Data supplied ->
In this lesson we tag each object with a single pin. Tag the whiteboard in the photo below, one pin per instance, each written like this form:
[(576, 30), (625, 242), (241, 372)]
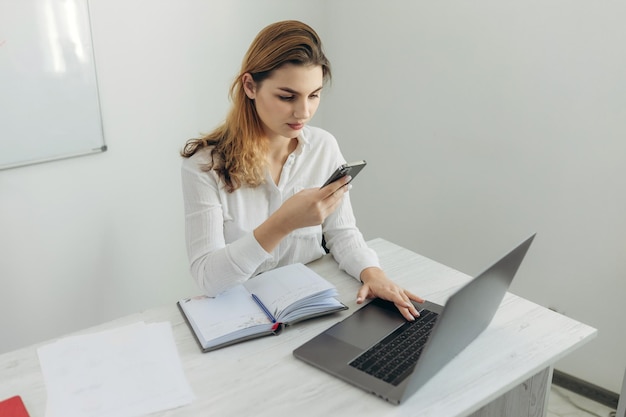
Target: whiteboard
[(49, 105)]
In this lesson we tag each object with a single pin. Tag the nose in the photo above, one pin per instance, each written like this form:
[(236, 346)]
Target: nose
[(302, 110)]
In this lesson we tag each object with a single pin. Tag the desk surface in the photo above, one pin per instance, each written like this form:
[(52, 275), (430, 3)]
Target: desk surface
[(262, 377)]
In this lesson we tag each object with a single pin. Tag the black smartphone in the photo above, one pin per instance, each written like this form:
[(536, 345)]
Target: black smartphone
[(352, 169)]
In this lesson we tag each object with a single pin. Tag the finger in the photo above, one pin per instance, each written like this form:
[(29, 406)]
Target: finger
[(406, 313), (332, 188), (414, 297), (412, 309)]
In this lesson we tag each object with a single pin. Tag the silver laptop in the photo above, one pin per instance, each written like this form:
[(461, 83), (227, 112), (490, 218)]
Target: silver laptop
[(377, 350)]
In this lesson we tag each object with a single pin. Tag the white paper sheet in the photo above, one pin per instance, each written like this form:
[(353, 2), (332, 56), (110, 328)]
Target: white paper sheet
[(125, 372)]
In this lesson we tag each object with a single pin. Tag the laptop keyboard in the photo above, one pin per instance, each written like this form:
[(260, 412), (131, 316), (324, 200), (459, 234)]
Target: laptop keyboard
[(392, 359)]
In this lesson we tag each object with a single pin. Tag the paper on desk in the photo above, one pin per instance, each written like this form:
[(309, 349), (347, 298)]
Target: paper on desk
[(125, 372)]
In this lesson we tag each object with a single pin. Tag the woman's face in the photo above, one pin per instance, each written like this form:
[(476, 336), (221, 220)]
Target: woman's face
[(287, 99)]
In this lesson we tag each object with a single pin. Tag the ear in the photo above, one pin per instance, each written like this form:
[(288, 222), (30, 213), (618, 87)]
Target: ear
[(249, 85)]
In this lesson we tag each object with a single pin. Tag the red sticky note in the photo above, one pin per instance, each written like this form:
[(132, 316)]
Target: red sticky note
[(13, 407)]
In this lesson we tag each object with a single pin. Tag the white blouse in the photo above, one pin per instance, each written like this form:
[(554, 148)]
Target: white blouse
[(222, 249)]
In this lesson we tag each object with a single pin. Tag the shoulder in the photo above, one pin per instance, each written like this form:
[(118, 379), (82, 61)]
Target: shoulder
[(200, 160)]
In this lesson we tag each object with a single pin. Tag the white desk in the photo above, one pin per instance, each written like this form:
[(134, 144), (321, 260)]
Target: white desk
[(506, 371)]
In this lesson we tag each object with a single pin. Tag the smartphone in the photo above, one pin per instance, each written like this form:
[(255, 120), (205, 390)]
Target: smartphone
[(352, 169)]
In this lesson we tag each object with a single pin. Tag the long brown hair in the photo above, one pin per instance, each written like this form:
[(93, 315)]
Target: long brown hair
[(239, 148)]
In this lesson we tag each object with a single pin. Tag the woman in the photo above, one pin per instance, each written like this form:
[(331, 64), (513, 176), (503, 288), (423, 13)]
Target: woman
[(252, 186)]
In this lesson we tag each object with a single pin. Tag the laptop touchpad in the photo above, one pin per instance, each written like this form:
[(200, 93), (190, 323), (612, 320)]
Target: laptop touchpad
[(368, 325)]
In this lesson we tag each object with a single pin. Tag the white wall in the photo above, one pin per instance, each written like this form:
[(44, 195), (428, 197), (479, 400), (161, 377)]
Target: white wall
[(481, 121)]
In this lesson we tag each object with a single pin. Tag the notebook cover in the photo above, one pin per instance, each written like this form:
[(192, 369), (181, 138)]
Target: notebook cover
[(13, 407)]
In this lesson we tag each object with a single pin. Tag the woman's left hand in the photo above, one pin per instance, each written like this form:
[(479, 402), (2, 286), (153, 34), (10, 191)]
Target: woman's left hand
[(377, 284)]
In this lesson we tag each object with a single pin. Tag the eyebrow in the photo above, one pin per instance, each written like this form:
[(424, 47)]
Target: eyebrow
[(291, 91)]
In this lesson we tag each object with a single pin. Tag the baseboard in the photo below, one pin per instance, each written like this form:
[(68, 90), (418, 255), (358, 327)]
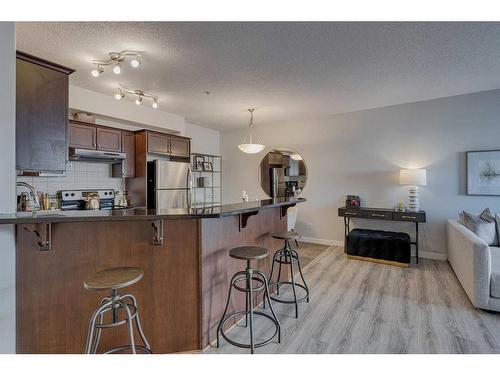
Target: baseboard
[(431, 255), (322, 241)]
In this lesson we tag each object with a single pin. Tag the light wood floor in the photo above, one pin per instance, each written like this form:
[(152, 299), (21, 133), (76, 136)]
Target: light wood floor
[(362, 307)]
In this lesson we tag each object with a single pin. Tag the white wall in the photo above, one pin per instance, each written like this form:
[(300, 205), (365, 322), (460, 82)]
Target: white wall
[(7, 186), (204, 140), (94, 102), (362, 152)]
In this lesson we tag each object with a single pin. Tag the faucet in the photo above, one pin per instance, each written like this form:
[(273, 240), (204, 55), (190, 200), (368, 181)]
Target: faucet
[(31, 189)]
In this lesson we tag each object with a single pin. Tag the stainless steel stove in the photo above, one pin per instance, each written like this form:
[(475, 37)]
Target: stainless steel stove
[(76, 199)]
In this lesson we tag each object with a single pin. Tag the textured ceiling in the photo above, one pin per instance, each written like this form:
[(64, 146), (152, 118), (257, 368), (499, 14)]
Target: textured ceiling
[(285, 70)]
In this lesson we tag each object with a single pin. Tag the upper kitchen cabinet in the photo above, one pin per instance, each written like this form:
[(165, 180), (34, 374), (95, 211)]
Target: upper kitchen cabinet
[(168, 145), (109, 139), (158, 144), (180, 147), (82, 136), (93, 137), (41, 114)]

The task -> Wherever the string "below" appears in the listing above, show the whole line.

Answer box ->
In this lesson we tag each object with a single pin. Tag the whiteboard in the photo below, one pin per instance, each written like this form:
In this lesson we tag each object with a single pin. Tag the baseboard in the photo below, one pin per instance, each written like this form:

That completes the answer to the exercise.